AUSGEWÄHLTER AUSZUG

AZ: Herr Skasa, die „Sonntagsbeilage” gilt als „bildungsbürgerlich”. Ist das ein Schimpfwort?

Der Begriff hat was Spießiges oder klingt angeberisch. Aber meine Sendung sollte Menschen bilden. Nicht im Sinne von Kreuzworträtselwissen, sondern – ich sag’s mal pathetisch: im Sinne von Herzensbildung.

Was ist dann einer Ihrer pädagogischen Tricks?

Etwas, was ich schon als Kind gemacht habe: Alles erst einmal auch umgedreht denken: z.B. den Kulturkampf mit den Kopftüchern. Da muss man einfach einfließen lassen, dass auch bei uns noch lange in Schlesien oder überhaupt auf dem Land Frauen Kopftücher aus Schicklichkeit oder als Teil der Tracht trugen.

Warum geben Sie jetzt die Sendung ab?

Ich werde 70 im Januar und die Sendung ist 40 Jahre – das sind gute runde Zahlen zum Aufhören. Denn 1971 habe ich eine Sendung übernommen, die hieß – ganz bieder: „Unterhaltung am Sonntagnachmittag”. Ich habe daraus dann die „Sonntagsbeilage” gemacht.

Abschied ist immer auch Loslassen. Können Sie das?

Ich habe 106 Dankesbriefe bekommen. Aber ich gehe im rechten Moment, weil jetzt im BR so grauenhaft gespart wird. Für Fußballübertragungsrechte gibt die ARD 100 Millionen jährlich aus. Das ist idiotisch. Das kann man den Privaten überlassen. Wenn man die Summe teilt, sind das rund 300000 Euro am Tag. Und dann kürzt man Beträge von 20 oder 30 Euro bei Beiträgen von Freien Mitarbeitern.

Was ist das Besondere an Ihrer Sendung?

Die kleinen Aufsätze, Glossen, Spitzen, Anmerkungen, die es früher auch in Zeitungen gab, die gibt es nur noch in dieser Sendung. Ich habe Maria Peschek entdeckt, als erster den Polt für den Hörfunk produziert, wie auch den Jörg Hube – deshalb hieß sein erstes Herzkasperl-Programm auch „Altstadtfunk”.

[In einem Datensatz enthaltene Einträge]
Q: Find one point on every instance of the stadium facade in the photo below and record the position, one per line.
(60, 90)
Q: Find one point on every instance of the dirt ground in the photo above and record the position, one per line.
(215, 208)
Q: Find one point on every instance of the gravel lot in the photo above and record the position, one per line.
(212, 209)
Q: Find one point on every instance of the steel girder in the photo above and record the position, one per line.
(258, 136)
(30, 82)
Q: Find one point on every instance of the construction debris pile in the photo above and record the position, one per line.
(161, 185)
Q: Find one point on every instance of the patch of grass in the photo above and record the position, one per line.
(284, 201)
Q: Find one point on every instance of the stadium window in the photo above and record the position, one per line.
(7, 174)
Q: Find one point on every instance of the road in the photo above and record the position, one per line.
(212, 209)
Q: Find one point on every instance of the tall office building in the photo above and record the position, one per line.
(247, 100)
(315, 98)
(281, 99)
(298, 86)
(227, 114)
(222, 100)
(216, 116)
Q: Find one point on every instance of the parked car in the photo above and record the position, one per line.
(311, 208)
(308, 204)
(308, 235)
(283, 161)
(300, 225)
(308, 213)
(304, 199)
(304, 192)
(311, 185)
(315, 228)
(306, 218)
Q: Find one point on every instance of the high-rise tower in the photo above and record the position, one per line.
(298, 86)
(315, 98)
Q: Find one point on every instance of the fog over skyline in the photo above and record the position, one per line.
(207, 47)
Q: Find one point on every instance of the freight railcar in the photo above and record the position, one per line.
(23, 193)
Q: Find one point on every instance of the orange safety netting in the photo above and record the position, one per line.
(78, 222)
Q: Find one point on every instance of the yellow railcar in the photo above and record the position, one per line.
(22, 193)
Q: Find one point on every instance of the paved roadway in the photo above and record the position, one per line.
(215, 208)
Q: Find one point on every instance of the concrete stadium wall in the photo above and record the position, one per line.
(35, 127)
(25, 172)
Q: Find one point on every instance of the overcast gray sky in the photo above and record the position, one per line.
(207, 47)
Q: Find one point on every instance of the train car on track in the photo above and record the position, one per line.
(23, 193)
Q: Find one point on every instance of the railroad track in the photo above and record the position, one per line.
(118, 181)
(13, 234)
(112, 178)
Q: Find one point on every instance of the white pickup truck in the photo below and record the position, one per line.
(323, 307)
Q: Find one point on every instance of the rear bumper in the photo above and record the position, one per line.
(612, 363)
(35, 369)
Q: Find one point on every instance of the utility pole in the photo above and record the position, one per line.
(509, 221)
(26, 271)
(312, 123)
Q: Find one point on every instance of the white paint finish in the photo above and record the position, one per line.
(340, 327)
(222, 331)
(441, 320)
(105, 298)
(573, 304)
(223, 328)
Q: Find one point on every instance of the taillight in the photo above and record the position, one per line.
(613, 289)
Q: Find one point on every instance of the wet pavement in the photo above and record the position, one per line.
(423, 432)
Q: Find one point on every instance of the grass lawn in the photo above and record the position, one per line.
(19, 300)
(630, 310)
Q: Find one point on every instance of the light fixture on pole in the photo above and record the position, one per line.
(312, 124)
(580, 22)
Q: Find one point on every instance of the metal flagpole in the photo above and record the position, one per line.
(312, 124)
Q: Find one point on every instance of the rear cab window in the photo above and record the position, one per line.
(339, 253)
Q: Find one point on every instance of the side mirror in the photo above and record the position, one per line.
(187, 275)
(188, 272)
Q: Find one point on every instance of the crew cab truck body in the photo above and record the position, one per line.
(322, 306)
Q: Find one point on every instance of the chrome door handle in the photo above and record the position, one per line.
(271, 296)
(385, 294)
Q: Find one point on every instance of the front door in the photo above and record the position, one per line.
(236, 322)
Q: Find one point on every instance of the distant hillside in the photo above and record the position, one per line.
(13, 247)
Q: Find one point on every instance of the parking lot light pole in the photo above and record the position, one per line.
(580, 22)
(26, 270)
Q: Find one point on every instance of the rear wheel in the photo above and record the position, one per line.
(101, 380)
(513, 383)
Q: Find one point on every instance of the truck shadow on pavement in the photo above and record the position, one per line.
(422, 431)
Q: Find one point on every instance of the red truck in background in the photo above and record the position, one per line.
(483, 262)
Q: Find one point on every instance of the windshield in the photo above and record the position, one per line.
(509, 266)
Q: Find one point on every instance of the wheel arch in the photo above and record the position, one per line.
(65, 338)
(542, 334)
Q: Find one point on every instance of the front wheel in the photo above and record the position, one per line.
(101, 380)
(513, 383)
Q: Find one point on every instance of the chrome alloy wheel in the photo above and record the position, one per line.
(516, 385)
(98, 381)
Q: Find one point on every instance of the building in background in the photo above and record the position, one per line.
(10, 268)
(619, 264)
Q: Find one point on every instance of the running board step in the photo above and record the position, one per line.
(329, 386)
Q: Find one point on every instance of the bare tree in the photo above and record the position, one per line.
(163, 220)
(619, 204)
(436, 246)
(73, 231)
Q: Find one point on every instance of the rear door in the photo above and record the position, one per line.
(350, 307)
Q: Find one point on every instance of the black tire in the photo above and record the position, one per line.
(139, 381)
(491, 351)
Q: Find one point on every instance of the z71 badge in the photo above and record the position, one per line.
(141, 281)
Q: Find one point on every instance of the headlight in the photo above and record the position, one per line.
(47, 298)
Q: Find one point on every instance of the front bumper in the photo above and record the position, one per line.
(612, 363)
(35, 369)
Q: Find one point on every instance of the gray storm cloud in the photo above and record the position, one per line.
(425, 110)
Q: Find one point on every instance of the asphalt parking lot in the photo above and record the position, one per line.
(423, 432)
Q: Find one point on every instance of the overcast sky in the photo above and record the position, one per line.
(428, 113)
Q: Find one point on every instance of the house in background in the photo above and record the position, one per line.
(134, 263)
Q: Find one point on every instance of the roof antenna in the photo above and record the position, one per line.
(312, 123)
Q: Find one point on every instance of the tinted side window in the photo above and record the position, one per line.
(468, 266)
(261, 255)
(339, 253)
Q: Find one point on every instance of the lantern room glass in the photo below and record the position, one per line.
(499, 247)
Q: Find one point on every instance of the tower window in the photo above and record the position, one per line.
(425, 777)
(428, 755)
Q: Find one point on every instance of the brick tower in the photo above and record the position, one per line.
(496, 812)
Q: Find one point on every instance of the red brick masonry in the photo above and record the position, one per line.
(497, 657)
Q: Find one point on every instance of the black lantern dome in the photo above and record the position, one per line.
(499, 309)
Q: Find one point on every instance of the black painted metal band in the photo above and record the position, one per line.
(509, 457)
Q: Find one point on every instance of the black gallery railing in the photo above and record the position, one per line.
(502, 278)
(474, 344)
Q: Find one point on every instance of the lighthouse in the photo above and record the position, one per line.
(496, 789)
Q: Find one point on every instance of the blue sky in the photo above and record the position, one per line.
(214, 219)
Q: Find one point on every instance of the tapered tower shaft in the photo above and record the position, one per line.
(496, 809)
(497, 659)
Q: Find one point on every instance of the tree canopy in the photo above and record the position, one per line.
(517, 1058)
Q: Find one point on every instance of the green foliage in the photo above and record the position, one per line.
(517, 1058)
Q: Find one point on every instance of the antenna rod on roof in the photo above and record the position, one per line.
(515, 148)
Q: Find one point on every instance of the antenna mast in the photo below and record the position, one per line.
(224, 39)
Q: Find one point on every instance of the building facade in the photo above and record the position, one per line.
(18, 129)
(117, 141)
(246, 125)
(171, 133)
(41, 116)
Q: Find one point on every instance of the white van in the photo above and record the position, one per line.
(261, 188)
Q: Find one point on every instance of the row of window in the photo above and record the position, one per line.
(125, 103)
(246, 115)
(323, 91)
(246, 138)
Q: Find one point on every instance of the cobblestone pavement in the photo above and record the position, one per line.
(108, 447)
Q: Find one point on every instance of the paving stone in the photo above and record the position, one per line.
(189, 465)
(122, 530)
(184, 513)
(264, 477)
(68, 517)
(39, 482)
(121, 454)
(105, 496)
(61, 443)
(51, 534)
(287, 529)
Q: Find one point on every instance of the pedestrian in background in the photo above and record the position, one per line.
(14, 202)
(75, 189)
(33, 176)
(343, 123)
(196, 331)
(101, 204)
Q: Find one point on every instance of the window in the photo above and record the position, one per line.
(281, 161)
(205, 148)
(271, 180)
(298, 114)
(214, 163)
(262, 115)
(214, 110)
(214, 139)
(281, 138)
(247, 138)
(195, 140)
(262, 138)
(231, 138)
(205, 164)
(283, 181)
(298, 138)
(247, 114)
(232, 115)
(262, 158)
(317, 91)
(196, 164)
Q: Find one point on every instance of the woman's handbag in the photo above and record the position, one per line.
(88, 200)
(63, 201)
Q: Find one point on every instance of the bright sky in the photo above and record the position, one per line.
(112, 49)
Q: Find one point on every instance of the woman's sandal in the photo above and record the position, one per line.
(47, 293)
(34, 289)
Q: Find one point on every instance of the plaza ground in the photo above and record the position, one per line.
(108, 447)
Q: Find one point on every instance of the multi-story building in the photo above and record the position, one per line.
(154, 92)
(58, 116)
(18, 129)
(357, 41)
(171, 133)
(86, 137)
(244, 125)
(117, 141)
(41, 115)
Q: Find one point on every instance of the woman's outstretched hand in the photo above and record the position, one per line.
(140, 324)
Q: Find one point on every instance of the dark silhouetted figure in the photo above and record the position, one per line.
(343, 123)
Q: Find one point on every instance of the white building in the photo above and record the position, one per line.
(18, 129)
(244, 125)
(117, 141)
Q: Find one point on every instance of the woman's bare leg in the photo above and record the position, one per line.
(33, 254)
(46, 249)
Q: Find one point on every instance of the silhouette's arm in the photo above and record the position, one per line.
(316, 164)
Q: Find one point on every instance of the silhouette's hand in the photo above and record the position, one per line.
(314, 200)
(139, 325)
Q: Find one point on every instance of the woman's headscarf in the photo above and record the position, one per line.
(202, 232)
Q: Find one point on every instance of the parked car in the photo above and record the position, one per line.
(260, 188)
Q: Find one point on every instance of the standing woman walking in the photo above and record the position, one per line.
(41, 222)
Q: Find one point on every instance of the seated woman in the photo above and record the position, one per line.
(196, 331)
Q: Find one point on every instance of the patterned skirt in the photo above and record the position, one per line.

KURZE ÜBUNG 1
Nennen Sie alle kleinen Textformen, die es laut Herrn Skasa im Interview zur „Sonntagsbeilage“ nur noch in dieser Sendung gibt.
KURZE ÜBUNG 2
Führen Sie bitte das Interview zur „Sonntagsbeilage“ im Anschluss an die letzte Antwort weiter.

ERWARTETE ANTWORT 1
Aufsätze, Glossen, Spitzen, Anmerkungen

ERWARTETE ANTWORT 2
Die „Sonntagsbeilage” hat immer ihre Form gewahrt?

Ja, nach drei Monaten Kraut und Rüben, bin ich auf ein Gedicht übers Fensterln gestoßen. Da fiel mir ein, dass der Ludwig Thoma auch was Lustiges dazu geschrieben hat und dass es da von Cervantes die Geschichte eines Liedes vor dem Fenster der Geliebten gibt und Romeo klettert auf den Balkon zur Julia... Ab da habe ich Themensendungen mit passender Musik entwickelt.

Und das haben Sie einfach beibehalten, während sich die Radiowelt gewandelt hat.

Ja, das ist furchtbar: immer weniger Wort, mehr Musik, kürzere Einheiten. Ich habe mich dagegen gewehrt und die 120000 Hörer sind ja begeistert. Da es aber immer weniger Sketche-Schreiber gibt, ist die Sendung heute weniger albern als früher. Es ist eine Sendung für 40-plus. Na und? Für 40-minus gibt es ja schon jede Menge im Radio.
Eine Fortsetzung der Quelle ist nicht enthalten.